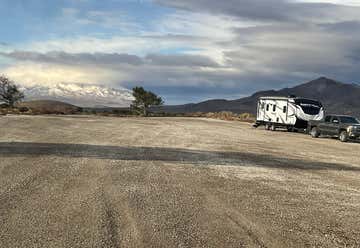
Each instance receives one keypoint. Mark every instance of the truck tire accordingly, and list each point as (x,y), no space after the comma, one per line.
(315,132)
(343,136)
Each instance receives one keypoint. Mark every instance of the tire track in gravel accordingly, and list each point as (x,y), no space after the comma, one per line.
(108,219)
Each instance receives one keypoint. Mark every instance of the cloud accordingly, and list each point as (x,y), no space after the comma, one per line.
(71,59)
(226,48)
(268,10)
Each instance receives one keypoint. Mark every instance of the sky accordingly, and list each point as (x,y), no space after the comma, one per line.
(184,50)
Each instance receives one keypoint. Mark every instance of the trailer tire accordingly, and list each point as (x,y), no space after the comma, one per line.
(344,137)
(315,132)
(273,128)
(267,126)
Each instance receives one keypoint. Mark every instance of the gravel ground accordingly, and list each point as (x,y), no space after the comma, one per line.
(173,182)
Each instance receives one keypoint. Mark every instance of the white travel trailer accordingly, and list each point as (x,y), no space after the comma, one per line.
(287,112)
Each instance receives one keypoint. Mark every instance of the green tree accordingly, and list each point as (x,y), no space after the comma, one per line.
(143,100)
(9,92)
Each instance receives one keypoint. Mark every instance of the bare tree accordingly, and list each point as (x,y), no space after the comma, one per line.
(143,100)
(9,92)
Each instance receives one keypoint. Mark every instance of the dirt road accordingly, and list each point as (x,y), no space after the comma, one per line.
(117,182)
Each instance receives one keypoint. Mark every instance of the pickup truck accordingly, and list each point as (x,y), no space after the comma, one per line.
(342,126)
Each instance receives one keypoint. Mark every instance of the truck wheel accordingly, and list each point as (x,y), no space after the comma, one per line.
(273,128)
(344,136)
(315,132)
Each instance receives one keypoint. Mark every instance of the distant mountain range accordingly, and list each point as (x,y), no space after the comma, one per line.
(50,107)
(337,98)
(81,95)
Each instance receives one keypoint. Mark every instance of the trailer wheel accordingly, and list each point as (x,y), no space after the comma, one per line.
(344,136)
(267,126)
(273,128)
(315,132)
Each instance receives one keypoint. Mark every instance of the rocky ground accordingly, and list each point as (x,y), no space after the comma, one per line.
(173,182)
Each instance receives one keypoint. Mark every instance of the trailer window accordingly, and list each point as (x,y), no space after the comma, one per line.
(309,107)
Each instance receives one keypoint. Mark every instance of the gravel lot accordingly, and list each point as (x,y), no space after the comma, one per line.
(173,182)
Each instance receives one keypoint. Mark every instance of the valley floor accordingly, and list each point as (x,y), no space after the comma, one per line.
(173,182)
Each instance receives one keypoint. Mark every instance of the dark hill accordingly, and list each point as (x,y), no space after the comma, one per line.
(337,97)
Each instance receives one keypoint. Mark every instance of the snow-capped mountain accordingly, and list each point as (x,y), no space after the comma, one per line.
(81,95)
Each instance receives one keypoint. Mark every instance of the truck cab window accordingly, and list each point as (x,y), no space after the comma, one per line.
(327,118)
(336,120)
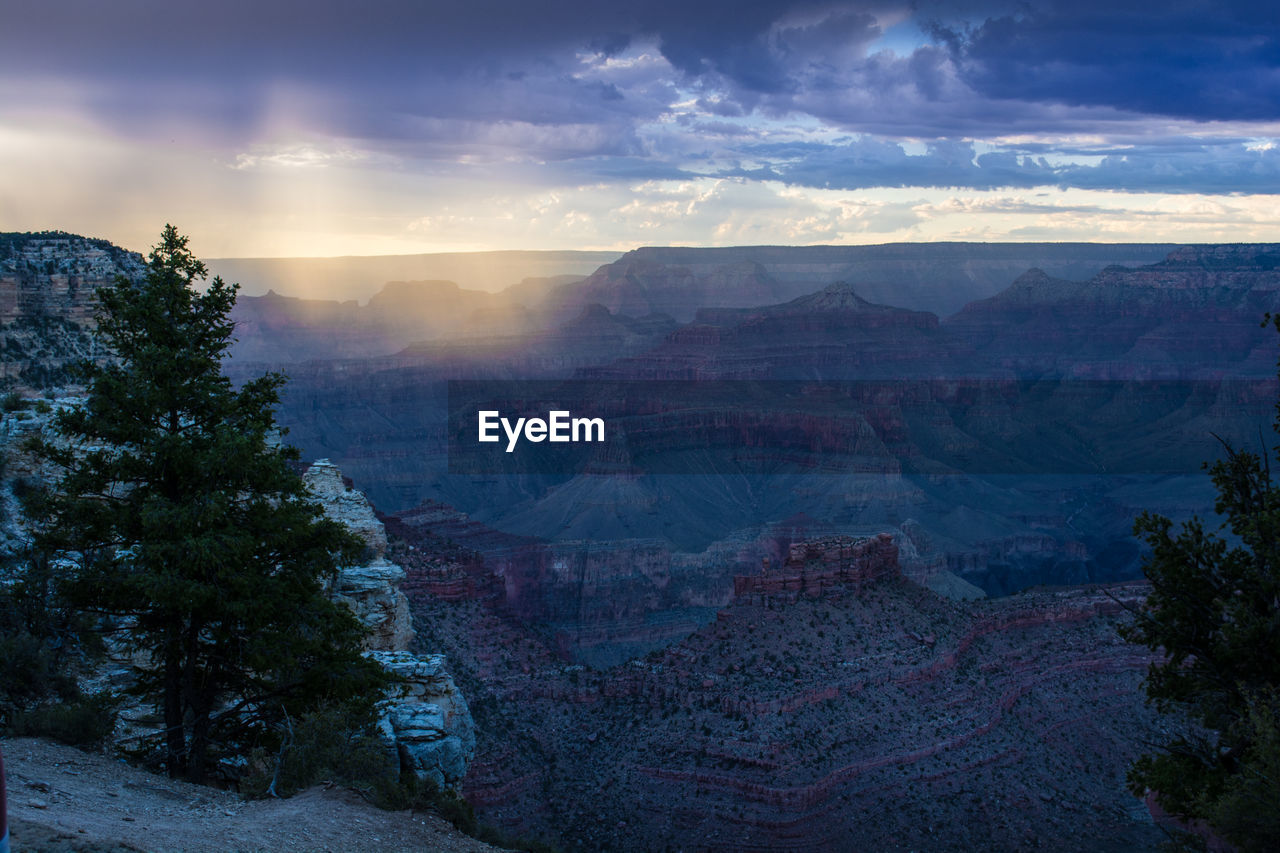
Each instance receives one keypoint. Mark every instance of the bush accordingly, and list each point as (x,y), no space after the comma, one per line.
(336,743)
(30,673)
(86,721)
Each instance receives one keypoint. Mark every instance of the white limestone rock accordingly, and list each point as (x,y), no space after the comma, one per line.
(373,589)
(429,720)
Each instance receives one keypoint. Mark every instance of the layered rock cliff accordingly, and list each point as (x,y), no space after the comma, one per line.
(428,719)
(371,589)
(48,296)
(867,712)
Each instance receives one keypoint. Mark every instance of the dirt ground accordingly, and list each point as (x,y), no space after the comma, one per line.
(65,799)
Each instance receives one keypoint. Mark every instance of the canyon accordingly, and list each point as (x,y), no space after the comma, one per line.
(853,571)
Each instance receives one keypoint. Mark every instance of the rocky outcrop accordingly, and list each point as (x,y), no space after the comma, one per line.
(426,720)
(48,296)
(814,568)
(371,589)
(429,721)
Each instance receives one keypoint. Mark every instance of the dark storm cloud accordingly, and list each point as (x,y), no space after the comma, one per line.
(1178,168)
(522,80)
(1197,59)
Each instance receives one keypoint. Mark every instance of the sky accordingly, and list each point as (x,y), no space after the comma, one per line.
(318,128)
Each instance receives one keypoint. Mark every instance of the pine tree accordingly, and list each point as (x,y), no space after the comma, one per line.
(1214,615)
(191,533)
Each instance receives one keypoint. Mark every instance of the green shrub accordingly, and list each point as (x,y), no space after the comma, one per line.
(336,743)
(86,721)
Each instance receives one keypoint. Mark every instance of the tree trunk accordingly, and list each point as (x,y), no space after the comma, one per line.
(176,740)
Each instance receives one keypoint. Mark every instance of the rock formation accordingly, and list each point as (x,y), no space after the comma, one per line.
(428,719)
(371,589)
(813,568)
(430,723)
(48,295)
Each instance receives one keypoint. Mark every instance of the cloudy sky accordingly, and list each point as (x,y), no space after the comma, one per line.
(288,127)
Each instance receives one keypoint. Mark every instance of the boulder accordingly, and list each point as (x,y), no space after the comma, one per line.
(428,720)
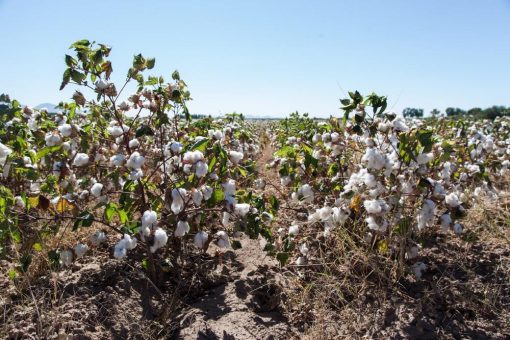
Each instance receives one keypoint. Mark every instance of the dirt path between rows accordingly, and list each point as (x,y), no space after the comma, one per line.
(247,306)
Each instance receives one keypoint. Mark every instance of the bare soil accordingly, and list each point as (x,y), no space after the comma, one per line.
(465,293)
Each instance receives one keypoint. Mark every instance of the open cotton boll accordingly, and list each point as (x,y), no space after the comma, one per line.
(175,147)
(97,238)
(285,180)
(117,160)
(96,189)
(65,130)
(135,161)
(66,257)
(81,159)
(80,249)
(200,239)
(191,157)
(446,221)
(374,225)
(134,143)
(160,239)
(452,200)
(149,218)
(197,197)
(236,156)
(293,229)
(52,139)
(223,241)
(376,206)
(178,200)
(182,228)
(424,158)
(303,249)
(115,131)
(201,169)
(374,159)
(241,209)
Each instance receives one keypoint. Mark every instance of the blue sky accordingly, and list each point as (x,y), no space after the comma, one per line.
(272,57)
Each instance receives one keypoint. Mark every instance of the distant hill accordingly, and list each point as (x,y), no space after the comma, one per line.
(48,106)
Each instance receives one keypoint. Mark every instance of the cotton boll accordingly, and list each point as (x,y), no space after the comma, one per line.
(446,221)
(135,161)
(235,156)
(182,228)
(197,197)
(160,239)
(176,147)
(285,180)
(200,239)
(149,218)
(97,238)
(117,160)
(81,159)
(201,169)
(178,196)
(424,158)
(457,228)
(134,143)
(95,190)
(241,209)
(80,249)
(52,139)
(65,130)
(223,241)
(66,257)
(293,229)
(115,131)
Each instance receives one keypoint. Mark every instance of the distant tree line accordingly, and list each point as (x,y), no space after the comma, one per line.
(476,112)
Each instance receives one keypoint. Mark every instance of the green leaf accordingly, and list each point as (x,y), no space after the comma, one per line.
(150,63)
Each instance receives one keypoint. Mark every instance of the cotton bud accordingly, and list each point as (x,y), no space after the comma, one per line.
(241,209)
(97,238)
(201,169)
(200,239)
(80,249)
(182,228)
(135,161)
(65,130)
(101,85)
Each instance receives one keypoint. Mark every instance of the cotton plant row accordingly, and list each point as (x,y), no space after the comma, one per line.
(137,165)
(398,179)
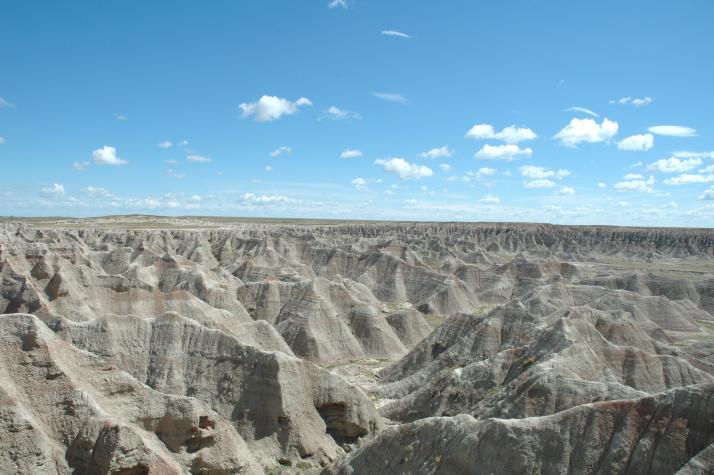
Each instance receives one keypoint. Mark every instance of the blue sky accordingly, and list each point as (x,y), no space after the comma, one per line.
(559,111)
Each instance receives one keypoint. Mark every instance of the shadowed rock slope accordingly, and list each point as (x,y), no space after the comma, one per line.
(209,348)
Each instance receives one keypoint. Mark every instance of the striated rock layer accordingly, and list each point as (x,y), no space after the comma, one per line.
(147,345)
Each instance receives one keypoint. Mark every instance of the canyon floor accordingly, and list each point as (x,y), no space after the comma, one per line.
(139,344)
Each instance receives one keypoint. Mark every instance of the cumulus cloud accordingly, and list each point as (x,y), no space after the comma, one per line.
(542,183)
(251,198)
(439,152)
(490,199)
(351,153)
(511,134)
(673,130)
(583,110)
(280,151)
(107,156)
(269,108)
(396,33)
(637,102)
(391,97)
(198,159)
(502,152)
(56,189)
(531,171)
(636,184)
(335,113)
(688,179)
(404,169)
(587,130)
(637,143)
(674,165)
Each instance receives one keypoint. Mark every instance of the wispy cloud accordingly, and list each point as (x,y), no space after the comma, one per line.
(587,130)
(637,143)
(439,152)
(502,152)
(637,102)
(198,159)
(269,108)
(335,113)
(582,110)
(391,97)
(396,33)
(673,130)
(511,134)
(404,169)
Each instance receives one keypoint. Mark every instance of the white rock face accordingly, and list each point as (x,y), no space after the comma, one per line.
(198,347)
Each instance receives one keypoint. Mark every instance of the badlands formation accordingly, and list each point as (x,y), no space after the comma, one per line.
(214,346)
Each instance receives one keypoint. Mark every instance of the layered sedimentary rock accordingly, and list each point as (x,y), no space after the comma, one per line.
(207,348)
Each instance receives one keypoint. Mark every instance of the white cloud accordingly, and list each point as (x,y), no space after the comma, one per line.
(4,104)
(404,169)
(395,33)
(269,108)
(350,153)
(637,143)
(673,130)
(531,171)
(539,184)
(688,179)
(490,199)
(634,101)
(636,184)
(363,183)
(674,165)
(587,130)
(198,159)
(437,152)
(391,97)
(502,152)
(280,151)
(707,194)
(251,198)
(482,172)
(55,189)
(335,113)
(511,134)
(583,110)
(107,156)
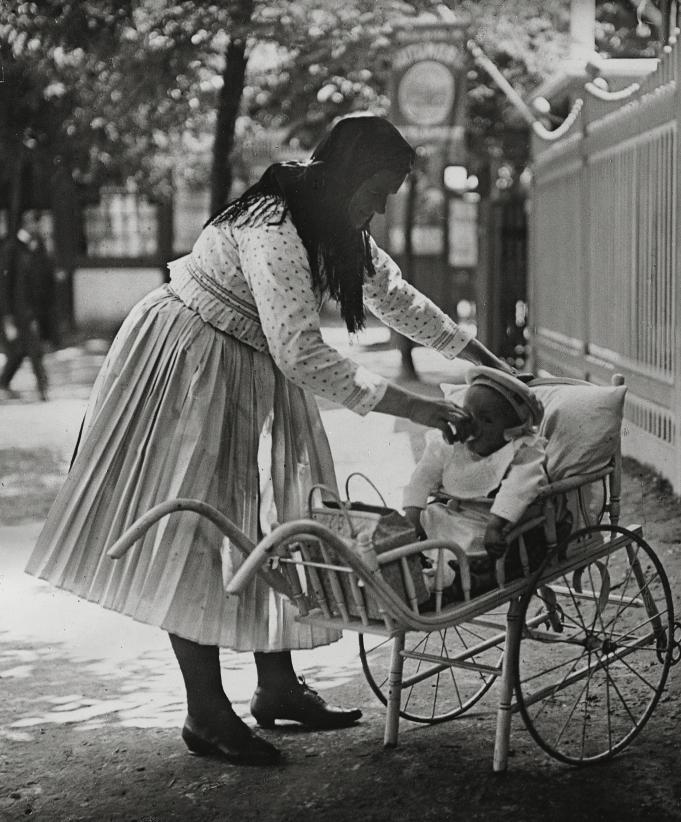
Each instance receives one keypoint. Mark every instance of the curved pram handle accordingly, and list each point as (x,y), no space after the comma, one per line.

◆ ◆ ◆ ◆

# Work to complete
Only the lines from the one containing "the white rock" through the end of the listing are to be quoted, exactly and with both ends included; pictures are left out.

# Answer in full
Each instance receives one keypoint. Mark every instance of the white rock face accordingly, and list each point as (x,y), no space after the comma, one per line.
(198,347)
Each instance receives one keypoint. Mark every instance of the badlands formation accordingly, and list each point as (x,y), no space after the comma, one per line.
(214,346)
Each instance receives one keypoint. Mark every instance of the layered sedimentary rock accordingly, and list each point as (x,y), no space after the comma, one per line.
(207,348)
Each instance receives one keypoint. Mark every instance of the white cloud accordingly, and list each point as (x,y), no space after the comma, one per line.
(4,104)
(404,169)
(395,33)
(269,108)
(350,153)
(637,143)
(673,130)
(531,171)
(539,184)
(688,179)
(490,199)
(634,101)
(636,184)
(363,183)
(674,165)
(587,130)
(198,159)
(437,152)
(391,97)
(502,152)
(280,151)
(707,194)
(251,198)
(482,172)
(55,189)
(335,113)
(511,134)
(583,110)
(107,156)
Each instance receives one keypoint. Mark every instance of the curved pram handle accordingly, and list each point as (x,y), no space after the comma, one per line.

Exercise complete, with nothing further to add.